>> START DATASET EXCERPTS
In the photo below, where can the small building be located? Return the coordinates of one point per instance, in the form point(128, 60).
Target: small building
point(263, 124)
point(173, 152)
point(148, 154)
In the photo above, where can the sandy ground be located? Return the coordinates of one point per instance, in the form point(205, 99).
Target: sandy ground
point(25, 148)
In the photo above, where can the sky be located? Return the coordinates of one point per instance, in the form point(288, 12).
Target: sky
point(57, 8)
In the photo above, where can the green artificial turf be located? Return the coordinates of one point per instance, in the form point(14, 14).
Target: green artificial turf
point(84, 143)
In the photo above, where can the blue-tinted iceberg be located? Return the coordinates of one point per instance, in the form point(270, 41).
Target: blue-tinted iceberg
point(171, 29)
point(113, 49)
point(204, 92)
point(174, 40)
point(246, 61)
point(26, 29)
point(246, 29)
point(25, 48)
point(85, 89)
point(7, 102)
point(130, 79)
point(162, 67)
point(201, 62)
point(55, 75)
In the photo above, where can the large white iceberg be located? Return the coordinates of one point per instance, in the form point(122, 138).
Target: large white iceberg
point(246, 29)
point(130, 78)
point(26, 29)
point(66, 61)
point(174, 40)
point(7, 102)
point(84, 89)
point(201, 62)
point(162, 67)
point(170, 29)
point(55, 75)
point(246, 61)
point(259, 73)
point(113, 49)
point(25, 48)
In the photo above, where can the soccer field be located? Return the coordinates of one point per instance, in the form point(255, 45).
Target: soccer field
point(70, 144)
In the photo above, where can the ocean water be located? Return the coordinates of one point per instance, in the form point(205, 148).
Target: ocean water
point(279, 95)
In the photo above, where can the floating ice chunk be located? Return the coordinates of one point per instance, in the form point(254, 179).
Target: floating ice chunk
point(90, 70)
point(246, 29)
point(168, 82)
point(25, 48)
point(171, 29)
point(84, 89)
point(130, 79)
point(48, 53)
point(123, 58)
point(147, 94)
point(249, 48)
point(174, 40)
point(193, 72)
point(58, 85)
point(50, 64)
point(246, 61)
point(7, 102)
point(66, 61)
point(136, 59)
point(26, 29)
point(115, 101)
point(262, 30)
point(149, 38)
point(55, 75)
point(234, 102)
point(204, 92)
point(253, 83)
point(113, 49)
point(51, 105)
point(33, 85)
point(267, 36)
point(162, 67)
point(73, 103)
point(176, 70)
>> END DATASET EXCERPTS
PROBLEM DETAILS »
Recast the lines above as a Markdown table with the columns Number and Record line, giving each nonblank line its own row.

WORKED SOLUTION »
| Number | Record line |
|---|---|
| 1 | In the photo below, where can the small building be located? Return the coordinates of one point per instance, in the form point(128, 60). |
| 2 | Target: small building |
| 3 | point(263, 124) |
| 4 | point(173, 152) |
| 5 | point(148, 154) |
| 6 | In the photo above, where can the sandy ground be located? Return the coordinates of one point per instance, in the form point(205, 99). |
| 7 | Target: sandy ground |
| 8 | point(25, 148) |
| 9 | In the photo above, where can the sky be located? Return the coordinates of one point per instance, in the form point(288, 12). |
| 10 | Target: sky |
| 11 | point(57, 8) |
| 12 | In the photo above, where can the green artificial turf be located? Return the coordinates of one point per instance, in the form point(14, 14). |
| 13 | Target: green artificial turf |
| 14 | point(84, 143) |
| 15 | In the photo above, where can the blue-tinted iceberg be located? Return the coordinates of one point per instance, in the form point(270, 41). |
| 16 | Target: blue-tinted iceberg |
| 17 | point(171, 29) |
| 18 | point(113, 49) |
| 19 | point(204, 92) |
| 20 | point(174, 40) |
| 21 | point(246, 61) |
| 22 | point(26, 29) |
| 23 | point(246, 29) |
| 24 | point(25, 48) |
| 25 | point(85, 89) |
| 26 | point(7, 102) |
| 27 | point(130, 79) |
| 28 | point(162, 67) |
| 29 | point(201, 62) |
| 30 | point(55, 75) |
| 31 | In the photo above, where can the large white iceberg be located? Return the coordinates of one point per instance, in the form point(122, 138). |
| 32 | Target: large white iceberg |
| 33 | point(246, 29) |
| 34 | point(130, 78) |
| 35 | point(26, 29) |
| 36 | point(66, 61) |
| 37 | point(174, 40) |
| 38 | point(7, 102) |
| 39 | point(84, 89) |
| 40 | point(201, 62) |
| 41 | point(162, 67) |
| 42 | point(170, 29) |
| 43 | point(55, 75) |
| 44 | point(246, 61) |
| 45 | point(259, 73) |
| 46 | point(113, 49) |
| 47 | point(25, 48) |
| 48 | In the photo above, where can the soccer field be located? Return the coordinates of one point per instance, in the form point(255, 45). |
| 49 | Target: soccer field |
| 50 | point(70, 144) |
| 51 | In the photo above, where can the ocean water be located? Return the coordinates of one point per instance, in the form point(205, 148). |
| 52 | Target: ocean water |
| 53 | point(279, 95) |
| 54 | In the photo above, where can the floating ice chunk be located? Return the coordinates of one point per instance, in the form point(254, 179). |
| 55 | Target: floating ice chunk |
| 56 | point(90, 70) |
| 57 | point(246, 29) |
| 58 | point(168, 82) |
| 59 | point(25, 48) |
| 60 | point(171, 29) |
| 61 | point(84, 89) |
| 62 | point(130, 79) |
| 63 | point(48, 53) |
| 64 | point(123, 58) |
| 65 | point(147, 94) |
| 66 | point(249, 48) |
| 67 | point(174, 40) |
| 68 | point(193, 72) |
| 69 | point(58, 85) |
| 70 | point(50, 64) |
| 71 | point(246, 61) |
| 72 | point(7, 102) |
| 73 | point(66, 61) |
| 74 | point(136, 59) |
| 75 | point(26, 29) |
| 76 | point(115, 101) |
| 77 | point(262, 30) |
| 78 | point(149, 38) |
| 79 | point(55, 75) |
| 80 | point(234, 102) |
| 81 | point(204, 92) |
| 82 | point(253, 83) |
| 83 | point(113, 49) |
| 84 | point(51, 105) |
| 85 | point(33, 85) |
| 86 | point(267, 36) |
| 87 | point(162, 67) |
| 88 | point(73, 103) |
| 89 | point(176, 70) |